--- Start of Listing ---
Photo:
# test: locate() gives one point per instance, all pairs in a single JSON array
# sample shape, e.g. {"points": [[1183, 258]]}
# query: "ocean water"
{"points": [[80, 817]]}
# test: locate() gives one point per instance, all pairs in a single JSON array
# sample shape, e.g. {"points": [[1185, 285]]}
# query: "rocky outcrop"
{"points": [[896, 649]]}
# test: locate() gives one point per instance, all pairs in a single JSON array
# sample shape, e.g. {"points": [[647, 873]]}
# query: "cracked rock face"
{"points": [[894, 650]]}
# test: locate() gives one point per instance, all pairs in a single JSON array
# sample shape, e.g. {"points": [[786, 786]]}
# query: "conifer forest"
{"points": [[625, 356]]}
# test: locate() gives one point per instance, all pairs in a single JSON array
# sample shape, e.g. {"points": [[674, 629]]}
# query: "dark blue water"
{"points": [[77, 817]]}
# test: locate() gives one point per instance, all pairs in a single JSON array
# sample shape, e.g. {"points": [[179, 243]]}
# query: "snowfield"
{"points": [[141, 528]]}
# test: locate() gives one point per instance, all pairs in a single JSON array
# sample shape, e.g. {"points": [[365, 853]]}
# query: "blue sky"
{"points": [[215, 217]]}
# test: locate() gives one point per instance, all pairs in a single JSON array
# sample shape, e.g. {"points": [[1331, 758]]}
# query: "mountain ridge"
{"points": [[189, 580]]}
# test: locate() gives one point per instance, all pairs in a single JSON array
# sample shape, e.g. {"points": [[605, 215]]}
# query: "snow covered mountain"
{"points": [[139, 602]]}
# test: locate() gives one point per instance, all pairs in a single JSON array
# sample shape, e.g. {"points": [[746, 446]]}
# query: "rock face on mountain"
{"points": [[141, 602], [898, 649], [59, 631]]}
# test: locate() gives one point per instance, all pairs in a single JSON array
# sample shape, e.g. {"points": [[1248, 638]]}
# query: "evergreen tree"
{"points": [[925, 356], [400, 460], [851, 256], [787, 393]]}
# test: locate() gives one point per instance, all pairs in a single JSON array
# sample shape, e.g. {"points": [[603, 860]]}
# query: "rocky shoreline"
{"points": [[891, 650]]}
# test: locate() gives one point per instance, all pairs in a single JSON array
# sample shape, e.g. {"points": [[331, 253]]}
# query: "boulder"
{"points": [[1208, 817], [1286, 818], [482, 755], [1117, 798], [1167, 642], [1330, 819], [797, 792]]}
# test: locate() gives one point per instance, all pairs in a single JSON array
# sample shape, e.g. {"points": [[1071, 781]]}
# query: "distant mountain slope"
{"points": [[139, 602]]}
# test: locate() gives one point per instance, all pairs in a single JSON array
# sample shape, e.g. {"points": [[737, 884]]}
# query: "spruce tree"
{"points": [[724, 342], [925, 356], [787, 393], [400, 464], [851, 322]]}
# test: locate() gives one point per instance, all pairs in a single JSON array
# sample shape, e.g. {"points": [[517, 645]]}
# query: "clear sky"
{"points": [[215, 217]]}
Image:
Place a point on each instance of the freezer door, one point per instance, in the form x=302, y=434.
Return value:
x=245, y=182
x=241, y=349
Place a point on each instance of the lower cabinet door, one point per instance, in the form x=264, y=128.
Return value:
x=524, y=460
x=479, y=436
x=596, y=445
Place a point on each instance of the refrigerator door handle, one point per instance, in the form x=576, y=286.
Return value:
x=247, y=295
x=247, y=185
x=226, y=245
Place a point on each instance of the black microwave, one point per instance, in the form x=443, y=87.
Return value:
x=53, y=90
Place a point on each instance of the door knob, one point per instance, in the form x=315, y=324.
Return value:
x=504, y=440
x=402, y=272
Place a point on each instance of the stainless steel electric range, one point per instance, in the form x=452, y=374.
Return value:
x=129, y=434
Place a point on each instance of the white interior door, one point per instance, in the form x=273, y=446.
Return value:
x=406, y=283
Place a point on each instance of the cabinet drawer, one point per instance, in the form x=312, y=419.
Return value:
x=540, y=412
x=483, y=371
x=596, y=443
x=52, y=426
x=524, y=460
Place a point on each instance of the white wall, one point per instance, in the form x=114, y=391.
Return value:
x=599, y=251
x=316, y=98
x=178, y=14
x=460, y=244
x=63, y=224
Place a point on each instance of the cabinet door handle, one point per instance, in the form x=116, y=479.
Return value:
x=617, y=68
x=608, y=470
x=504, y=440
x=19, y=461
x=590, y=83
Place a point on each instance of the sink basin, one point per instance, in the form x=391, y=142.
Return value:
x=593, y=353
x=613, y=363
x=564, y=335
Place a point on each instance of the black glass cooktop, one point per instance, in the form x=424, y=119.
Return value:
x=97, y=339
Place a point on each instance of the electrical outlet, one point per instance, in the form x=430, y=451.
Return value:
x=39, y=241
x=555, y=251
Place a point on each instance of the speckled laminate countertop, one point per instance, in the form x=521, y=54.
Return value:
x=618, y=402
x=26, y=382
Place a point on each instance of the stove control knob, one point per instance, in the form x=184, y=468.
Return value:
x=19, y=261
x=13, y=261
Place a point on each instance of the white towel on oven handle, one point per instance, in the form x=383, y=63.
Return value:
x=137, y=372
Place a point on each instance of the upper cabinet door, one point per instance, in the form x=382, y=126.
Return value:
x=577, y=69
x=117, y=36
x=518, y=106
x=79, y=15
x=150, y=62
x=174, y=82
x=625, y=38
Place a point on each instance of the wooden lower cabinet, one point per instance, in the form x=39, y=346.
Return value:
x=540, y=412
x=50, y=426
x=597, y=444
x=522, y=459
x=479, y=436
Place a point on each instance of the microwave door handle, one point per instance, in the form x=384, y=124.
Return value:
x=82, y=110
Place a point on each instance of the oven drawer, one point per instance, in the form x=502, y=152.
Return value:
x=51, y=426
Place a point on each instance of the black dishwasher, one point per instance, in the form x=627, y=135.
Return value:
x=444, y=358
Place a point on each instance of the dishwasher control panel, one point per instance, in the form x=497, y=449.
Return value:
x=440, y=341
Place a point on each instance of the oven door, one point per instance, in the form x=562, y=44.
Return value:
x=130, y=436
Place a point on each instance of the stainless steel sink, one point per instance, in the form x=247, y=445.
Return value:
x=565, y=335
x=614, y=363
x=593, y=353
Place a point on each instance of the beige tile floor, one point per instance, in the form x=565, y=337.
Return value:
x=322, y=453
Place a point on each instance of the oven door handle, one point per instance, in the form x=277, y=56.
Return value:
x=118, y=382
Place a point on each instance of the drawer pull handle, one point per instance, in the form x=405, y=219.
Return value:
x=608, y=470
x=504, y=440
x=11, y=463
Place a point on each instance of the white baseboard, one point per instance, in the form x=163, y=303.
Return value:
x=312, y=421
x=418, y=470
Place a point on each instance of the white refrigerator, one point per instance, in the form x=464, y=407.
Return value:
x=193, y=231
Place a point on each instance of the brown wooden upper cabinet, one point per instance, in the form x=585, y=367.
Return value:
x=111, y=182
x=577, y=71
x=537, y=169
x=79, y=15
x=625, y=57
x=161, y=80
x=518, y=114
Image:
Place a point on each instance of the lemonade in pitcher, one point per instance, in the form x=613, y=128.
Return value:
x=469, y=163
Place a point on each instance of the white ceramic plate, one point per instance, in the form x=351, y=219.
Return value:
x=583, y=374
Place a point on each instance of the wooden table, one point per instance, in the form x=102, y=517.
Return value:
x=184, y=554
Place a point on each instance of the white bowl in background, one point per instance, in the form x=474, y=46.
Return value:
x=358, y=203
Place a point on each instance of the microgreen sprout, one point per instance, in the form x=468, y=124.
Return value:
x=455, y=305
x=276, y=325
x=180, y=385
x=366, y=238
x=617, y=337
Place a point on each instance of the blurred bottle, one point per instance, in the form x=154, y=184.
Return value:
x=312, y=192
--- End of Listing ---
_Objective_: Please format every line of the rows above as a Markdown table with two columns, Num for the row number and Content for the line, leaving out blank lines.

_The response_:
| Num | Content |
|---|---|
| 1 | Photo: |
| 2 | # test: locate() gives one point per instance, all pairs in a single JSON array |
| 3 | # sample shape, e.g. {"points": [[1183, 258]]} |
| 4 | # query: "ocean water" |
| 5 | {"points": [[80, 817]]} |
| 6 | # test: locate() gives one point per instance, all pairs in a single JSON array |
| 7 | # sample shape, e.g. {"points": [[1185, 285]]} |
| 8 | # query: "rocky outcrop" |
| 9 | {"points": [[896, 649]]} |
| 10 | # test: locate() gives one point per instance, all pairs in a single JSON array |
| 11 | # sample shape, e.g. {"points": [[647, 873]]} |
| 12 | # query: "cracked rock face" |
| 13 | {"points": [[894, 650]]} |
| 14 | # test: locate() gives one point per instance, all pairs in a single JSON array |
| 15 | # sample shape, e.g. {"points": [[786, 786]]} |
| 16 | # query: "conifer forest" |
| 17 | {"points": [[625, 356]]} |
| 18 | # test: locate() gives one point per instance, all pairs in a single JSON array |
| 19 | # sample shape, e.g. {"points": [[674, 629]]} |
| 20 | # query: "dark blue water" |
| 21 | {"points": [[77, 817]]} |
| 22 | # test: locate() gives one point per instance, all pairs in a single JSON array |
| 23 | # sample shape, e.g. {"points": [[179, 243]]} |
| 24 | # query: "snowfield" |
| 25 | {"points": [[141, 528]]} |
| 26 | # test: locate() gives one point per instance, all pairs in a single JSON array |
| 27 | # sample shape, e.g. {"points": [[365, 853]]} |
| 28 | # query: "blue sky" |
| 29 | {"points": [[215, 217]]} |
| 30 | # test: locate() gives one point per instance, all pairs in a single JSON array |
| 31 | # sample shape, e.g. {"points": [[1331, 758]]} |
| 32 | # query: "mountain ridge" |
| 33 | {"points": [[189, 580]]} |
| 34 | # test: locate() gives one point per instance, all pairs in a single JSON array |
| 35 | # sample shape, e.g. {"points": [[605, 215]]} |
| 36 | # query: "snow covered mountain" |
| 37 | {"points": [[139, 602]]} |
| 38 | # test: locate() gives one point per instance, all pairs in a single JSON array |
| 39 | # sample shape, e.g. {"points": [[746, 446]]} |
| 40 | # query: "rock face on mountain" |
| 41 | {"points": [[141, 602], [898, 649], [59, 631]]} |
| 42 | # test: locate() gives one point per instance, all pairs in a single JSON array |
| 43 | # sample shape, e.g. {"points": [[1248, 638]]} |
| 44 | # query: "evergreen tree" |
| 45 | {"points": [[925, 356], [400, 460], [851, 256], [787, 393]]} |
| 46 | # test: locate() gives one point per instance, all pairs in a single JSON array |
| 47 | # sample shape, e.g. {"points": [[603, 860]]} |
| 48 | # query: "rocky shoreline" |
| 49 | {"points": [[891, 650]]} |
| 50 | # test: locate() gives one point per instance, all pairs in a single JSON array |
| 51 | # sample shape, e.g. {"points": [[331, 253]]} |
| 52 | # query: "boulder" |
| 53 | {"points": [[1208, 817], [1286, 818], [482, 755], [1117, 798], [1167, 642], [1330, 819], [797, 792]]} |
| 54 | # test: locate() gives one point per instance, all pairs in a single JSON array |
| 55 | # sample shape, e.g. {"points": [[1071, 781]]} |
| 56 | # query: "distant mountain slope" |
| 57 | {"points": [[139, 602]]} |
| 58 | # test: locate() gives one point per instance, all pairs in a single JSON array |
| 59 | # sample shape, e.g. {"points": [[737, 884]]} |
| 60 | # query: "spruce tree" |
| 61 | {"points": [[724, 342], [925, 356], [787, 393], [400, 464], [851, 322]]} |
| 62 | # test: locate() gives one point per instance, all pairs in a single JSON array |
| 63 | # sample shape, e.g. {"points": [[517, 645]]} |
| 64 | # query: "clear sky" |
| 65 | {"points": [[215, 217]]} |
| 66 | Image: |
| 67 | Place a point on each instance of the freezer door, one point per instance, in the form x=302, y=434. |
| 68 | Return value: |
| 69 | x=245, y=182 |
| 70 | x=241, y=349 |
| 71 | Place a point on each instance of the lower cabinet door, one point per instance, in the form x=264, y=128. |
| 72 | Return value: |
| 73 | x=524, y=460 |
| 74 | x=479, y=436 |
| 75 | x=596, y=445 |
| 76 | Place a point on each instance of the refrigerator door handle, one point per instance, in the form x=576, y=286. |
| 77 | Return value: |
| 78 | x=247, y=295 |
| 79 | x=247, y=185 |
| 80 | x=226, y=245 |
| 81 | Place a point on each instance of the black microwave, one point per instance, in the form x=443, y=87. |
| 82 | Return value: |
| 83 | x=53, y=90 |
| 84 | Place a point on each instance of the door knob, one point per instance, in the form x=315, y=324. |
| 85 | Return value: |
| 86 | x=504, y=440 |
| 87 | x=402, y=272 |
| 88 | Place a point on each instance of the stainless steel electric range, one point per instance, in the form x=452, y=374. |
| 89 | Return value: |
| 90 | x=129, y=434 |
| 91 | Place a point on each instance of the white interior door, one point per instance, in the form x=273, y=446. |
| 92 | Return value: |
| 93 | x=406, y=283 |
| 94 | Place a point on each instance of the cabinet drawer, one point per instance, in the form x=312, y=419. |
| 95 | Return value: |
| 96 | x=540, y=412 |
| 97 | x=483, y=371 |
| 98 | x=596, y=443 |
| 99 | x=52, y=426 |
| 100 | x=524, y=460 |
| 101 | Place a point on each instance of the white wall, one point per instance, in the form x=114, y=391. |
| 102 | Return value: |
| 103 | x=599, y=251 |
| 104 | x=316, y=98 |
| 105 | x=178, y=14 |
| 106 | x=460, y=244 |
| 107 | x=63, y=224 |
| 108 | Place a point on each instance of the cabinet door handle, one point per instance, in the form x=116, y=479. |
| 109 | Return value: |
| 110 | x=617, y=68 |
| 111 | x=608, y=470 |
| 112 | x=504, y=440 |
| 113 | x=19, y=461 |
| 114 | x=590, y=83 |
| 115 | Place a point on each instance of the sink basin, one point per instance, in the form x=391, y=142. |
| 116 | Return value: |
| 117 | x=593, y=353 |
| 118 | x=613, y=363 |
| 119 | x=564, y=335 |
| 120 | Place a point on each instance of the black glass cooktop, one point per instance, in the form x=424, y=119. |
| 121 | Return value: |
| 122 | x=97, y=339 |
| 123 | Place a point on each instance of the electrical outlet, one point per instance, in the form x=430, y=451. |
| 124 | Return value: |
| 125 | x=39, y=241 |
| 126 | x=555, y=251 |
| 127 | Place a point on each instance of the speckled laminate countertop, one point per instance, in the form x=521, y=54. |
| 128 | Return value: |
| 129 | x=618, y=402 |
| 130 | x=26, y=382 |
| 131 | Place a point on each instance of the stove control knob, one point per instance, in the form x=184, y=468. |
| 132 | Return value: |
| 133 | x=19, y=261 |
| 134 | x=13, y=261 |
| 135 | Place a point on each instance of the white towel on oven handle, one point per instance, in the form x=383, y=63. |
| 136 | Return value: |
| 137 | x=137, y=372 |
| 138 | Place a point on each instance of the upper cabinet door, one point per instance, in the form x=382, y=126. |
| 139 | Return value: |
| 140 | x=577, y=69 |
| 141 | x=117, y=36 |
| 142 | x=518, y=106 |
| 143 | x=79, y=15 |
| 144 | x=150, y=62 |
| 145 | x=174, y=82 |
| 146 | x=625, y=38 |
| 147 | Place a point on each instance of the wooden lower cabinet, one point per instance, in the form x=39, y=346. |
| 148 | Return value: |
| 149 | x=540, y=412 |
| 150 | x=50, y=426 |
| 151 | x=597, y=444 |
| 152 | x=522, y=459 |
| 153 | x=479, y=436 |
| 154 | Place a point on each instance of the microwave door handle, one point per instance, in the form x=384, y=124. |
| 155 | Return value: |
| 156 | x=82, y=110 |
| 157 | Place a point on each instance of the oven drawer, one point per instance, in the form x=502, y=152. |
| 158 | Return value: |
| 159 | x=51, y=426 |
| 160 | Place a point on each instance of the black dishwasher, one point per instance, in the form x=627, y=135. |
| 161 | Return value: |
| 162 | x=444, y=358 |
| 163 | Place a point on each instance of the dishwasher control panel, one point per instance, in the form x=497, y=449. |
| 164 | Return value: |
| 165 | x=440, y=341 |
| 166 | Place a point on each instance of the oven door, one point per instance, in the form x=562, y=44. |
| 167 | Return value: |
| 168 | x=130, y=436 |
| 169 | Place a point on each instance of the stainless steel sink, one point per instance, in the form x=247, y=445. |
| 170 | Return value: |
| 171 | x=565, y=335 |
| 172 | x=614, y=363 |
| 173 | x=593, y=353 |
| 174 | Place a point on each instance of the beige tile floor, one point per instance, in the form x=565, y=337. |
| 175 | Return value: |
| 176 | x=322, y=453 |
| 177 | Place a point on each instance of the oven door handle, one point per instance, in the form x=277, y=56. |
| 178 | Return value: |
| 179 | x=118, y=382 |
| 180 | Place a point on each instance of the drawer pull handle, one point per instance, in the form x=405, y=219. |
| 181 | Return value: |
| 182 | x=608, y=470 |
| 183 | x=504, y=440 |
| 184 | x=11, y=463 |
| 185 | Place a point on each instance of the white baseboard, one point per instance, in the form x=163, y=303. |
| 186 | Return value: |
| 187 | x=312, y=421 |
| 188 | x=418, y=470 |
| 189 | Place a point on each instance of the white refrigerator, one point per instance, in the form x=464, y=407. |
| 190 | Return value: |
| 191 | x=193, y=231 |
| 192 | Place a point on each instance of the brown wooden upper cabinet, one point per instance, in the form x=585, y=367. |
| 193 | Return value: |
| 194 | x=111, y=182 |
| 195 | x=577, y=71 |
| 196 | x=537, y=169 |
| 197 | x=79, y=15 |
| 198 | x=625, y=57 |
| 199 | x=161, y=80 |
| 200 | x=518, y=114 |
| 201 | Image: |
| 202 | Place a point on each instance of the lemonade in pitcher, one point per instance, in the form x=613, y=128. |
| 203 | Return value: |
| 204 | x=469, y=163 |
| 205 | Place a point on each instance of the white ceramic plate, one point per instance, in the form x=351, y=219. |
| 206 | Return value: |
| 207 | x=583, y=374 |
| 208 | Place a point on each instance of the wooden table, one point per instance, in the form x=102, y=517. |
| 209 | Return value: |
| 210 | x=184, y=554 |
| 211 | Place a point on each instance of the white bowl in background, one point per instance, in the form x=474, y=46. |
| 212 | Return value: |
| 213 | x=358, y=203 |
| 214 | Place a point on each instance of the microgreen sprout, one point per instance, in the form x=468, y=124. |
| 215 | Return value: |
| 216 | x=455, y=305 |
| 217 | x=276, y=325 |
| 218 | x=180, y=385 |
| 219 | x=366, y=238 |
| 220 | x=617, y=337 |
| 221 | Place a point on each instance of the blurred bottle, one point per instance, in the form x=154, y=184. |
| 222 | Return value: |
| 223 | x=312, y=192 |